> Stored items:
↓

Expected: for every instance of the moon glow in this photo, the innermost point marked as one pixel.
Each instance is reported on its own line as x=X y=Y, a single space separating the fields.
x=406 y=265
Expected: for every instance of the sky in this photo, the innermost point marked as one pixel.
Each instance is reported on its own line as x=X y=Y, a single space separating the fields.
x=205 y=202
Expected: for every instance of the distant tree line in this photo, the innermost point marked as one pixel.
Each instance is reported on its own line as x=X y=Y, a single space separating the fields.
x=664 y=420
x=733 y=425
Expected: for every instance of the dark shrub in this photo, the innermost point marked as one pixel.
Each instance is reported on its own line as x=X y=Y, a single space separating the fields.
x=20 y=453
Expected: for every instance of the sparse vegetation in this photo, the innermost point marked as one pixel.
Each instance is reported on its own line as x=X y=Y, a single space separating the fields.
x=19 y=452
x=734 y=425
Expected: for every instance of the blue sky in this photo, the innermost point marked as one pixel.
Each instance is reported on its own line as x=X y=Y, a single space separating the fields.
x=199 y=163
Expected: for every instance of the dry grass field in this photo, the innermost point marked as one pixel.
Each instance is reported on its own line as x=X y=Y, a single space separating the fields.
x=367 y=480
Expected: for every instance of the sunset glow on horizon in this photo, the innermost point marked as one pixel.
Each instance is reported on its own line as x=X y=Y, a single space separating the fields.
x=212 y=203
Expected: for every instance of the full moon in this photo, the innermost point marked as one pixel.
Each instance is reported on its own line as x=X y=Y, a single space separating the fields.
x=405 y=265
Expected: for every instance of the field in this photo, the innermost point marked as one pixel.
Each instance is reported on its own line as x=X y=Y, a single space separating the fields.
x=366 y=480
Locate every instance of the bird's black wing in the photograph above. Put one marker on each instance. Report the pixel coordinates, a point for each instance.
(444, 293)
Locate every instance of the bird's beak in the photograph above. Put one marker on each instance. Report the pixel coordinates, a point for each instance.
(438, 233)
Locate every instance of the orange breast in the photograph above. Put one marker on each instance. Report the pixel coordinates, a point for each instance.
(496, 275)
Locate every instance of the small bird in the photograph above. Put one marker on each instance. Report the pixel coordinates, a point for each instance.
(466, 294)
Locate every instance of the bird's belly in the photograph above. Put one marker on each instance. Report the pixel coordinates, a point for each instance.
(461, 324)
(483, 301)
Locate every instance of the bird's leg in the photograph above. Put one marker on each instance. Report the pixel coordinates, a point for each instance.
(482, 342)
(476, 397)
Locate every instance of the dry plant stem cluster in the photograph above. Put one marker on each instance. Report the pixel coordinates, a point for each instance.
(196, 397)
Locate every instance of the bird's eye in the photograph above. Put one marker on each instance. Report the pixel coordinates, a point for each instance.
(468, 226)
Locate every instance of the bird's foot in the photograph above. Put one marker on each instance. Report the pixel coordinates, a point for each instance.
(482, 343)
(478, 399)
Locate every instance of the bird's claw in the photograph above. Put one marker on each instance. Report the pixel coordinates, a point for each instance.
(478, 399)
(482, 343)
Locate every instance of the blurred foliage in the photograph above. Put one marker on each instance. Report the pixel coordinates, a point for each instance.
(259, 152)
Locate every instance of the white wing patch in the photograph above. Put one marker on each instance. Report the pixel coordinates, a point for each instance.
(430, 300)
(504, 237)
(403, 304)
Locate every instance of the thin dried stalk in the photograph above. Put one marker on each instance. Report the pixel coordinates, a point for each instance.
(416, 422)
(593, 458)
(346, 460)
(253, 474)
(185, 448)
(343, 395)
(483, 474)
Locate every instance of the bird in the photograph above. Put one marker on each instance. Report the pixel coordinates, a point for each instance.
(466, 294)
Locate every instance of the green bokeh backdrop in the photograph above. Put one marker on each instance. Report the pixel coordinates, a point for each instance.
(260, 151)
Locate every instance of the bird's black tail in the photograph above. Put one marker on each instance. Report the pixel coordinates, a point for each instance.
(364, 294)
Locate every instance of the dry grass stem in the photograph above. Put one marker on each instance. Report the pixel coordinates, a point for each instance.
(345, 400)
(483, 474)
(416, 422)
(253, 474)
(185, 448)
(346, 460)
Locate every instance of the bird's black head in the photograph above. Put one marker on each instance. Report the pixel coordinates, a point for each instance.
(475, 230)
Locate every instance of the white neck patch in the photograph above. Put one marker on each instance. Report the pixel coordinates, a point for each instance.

↑

Reproduce every line of the data so that nothing differs from the original.

Expected: for every instance of the moon glow in this photo, the innermost point marked as one pixel.
Each instance is reported on its own line as x=X y=Y, a single space separating the fields.
x=406 y=265
Expected: for every instance of the sky in this photo, the innermost point marked as one pixel.
Each instance is reported on its own line as x=X y=Y, a single space separating the fields.
x=205 y=202
Expected: for every instance of the distant tree line in this photo, the innermost point marked as one pixel.
Each instance is reported on its own line as x=X y=Y, a single space separating the fields.
x=664 y=420
x=733 y=425
Expected: for every instance of the dark shrub in this photo, the innermost point marked as one pixel.
Each instance is reported on its own line as x=X y=Y, a single space separating the fields.
x=20 y=453
Expected: for every instance of the sparse vegetation in this photo, the innermost point marked as one pixel.
Each instance is reported on its own line as x=X y=Y, a single space separating the fields.
x=19 y=452
x=734 y=425
Expected: for every instance of the blue sky in this photo, the innermost point marked as one pixel.
Each instance is reported on its own line as x=X y=Y, a single space separating the fields.
x=199 y=163
Expected: for every instance of the dry grass field in this photo, the innermost point marked as one pixel.
Each instance is reported on its own line as x=X y=Y, a single space separating the fields.
x=367 y=480
Expected: for every instance of the sunset glow on horizon in this photo, the innermost point marked as one pixel.
Each instance is reported on its own line as x=X y=Y, a single space separating the fields.
x=212 y=203
Expected: for every instance of the full moon in this photo, the innermost point marked as one pixel.
Each instance is reported on its own line as x=X y=Y, a single space separating the fields.
x=405 y=265
Expected: for every instance of the field in this photo, the innermost point marked as one pixel.
Each instance is reported on its own line as x=X y=Y, a single space separating the fields.
x=366 y=480
Locate every instance of the bird's black wing in the photograph above. Put one marker on each instance. Report the pixel coordinates, a point for each instance.
(444, 293)
Locate every instance of the bird's beak in the photograph above. Put one marker on each instance. Report the pixel coordinates, a point for each instance.
(438, 233)
Locate every instance of the orange breast in the photograph above. Put one marker on each instance. Report the pixel coordinates, a point for each instance.
(496, 275)
Locate every instance of the small bird in the photograph above. Put one marker on each instance. Report the pixel coordinates, a point for each instance.
(466, 294)
Locate every instance of the bird's belly in the photograph above. Put one marker on each instance. Report the pixel coordinates, a point for each instance.
(461, 324)
(483, 301)
Locate every instance of the bird's leg in the photograph above. Put one marker on each instance. Report the pixel coordinates, a point for each instance.
(482, 342)
(476, 397)
Locate every instance of the dry plant stem cluster in the photograph above. Put one marker on each instance. Report the pixel coordinates, a point for each instance.
(196, 397)
Locate every instance of the bird's eye in the photograph above. Put one marker on each instance. Report the pixel coordinates, a point for each instance.
(468, 226)
Locate every instance of the bird's foot in the photograph above. Put one marker on each instance. Report the pixel coordinates, a point for each instance.
(482, 343)
(478, 399)
Locate every instance of the bird's claw in the photograph above. Put one marker on each instance. Report the pixel coordinates, a point for each instance.
(478, 399)
(482, 343)
Locate every instance of the blurred foliage in the photograph above. Put one marker on each instance. Report the pixel coordinates, a point for each instance.
(259, 152)
Locate every instance of the white wing patch in the photograph above. Put one marker on each instance. Report the pixel coordinates, a point for each instance.
(430, 300)
(504, 237)
(403, 304)
Locate every instance of the thin dried stalk in the photograph above. Put one marker on each instance. Report the pixel coordinates, a point for each instance.
(416, 422)
(593, 458)
(346, 460)
(253, 474)
(185, 448)
(343, 395)
(483, 474)
Locate every instance of the bird in the photograph above. Put one marker on each instance. Report the pixel coordinates, a point for each instance.
(466, 294)
Locate every instance of the green bokeh backdrop in the photograph above. Put one marker on each instance. Report the pixel coordinates, a point for each instance.
(260, 151)
Locate every instance of the bird's black tail in the photograph above. Put one marker on each instance. Report the pixel coordinates, a point for each instance.
(364, 294)
Locate every instance of the dry grass stem in the photograph above. Put one marker on each instance. Report the pixel coordinates, a point for each instance.
(345, 400)
(483, 474)
(416, 422)
(253, 474)
(185, 448)
(346, 460)
Locate every instance of the bird's black head in the photograph above. Put one marker on each instance. Report the pixel coordinates, a point for each instance.
(475, 230)
Locate every instance of the white neck patch in the photograph above. Put one marker on each instance. Report the pixel coordinates, a point for each instance.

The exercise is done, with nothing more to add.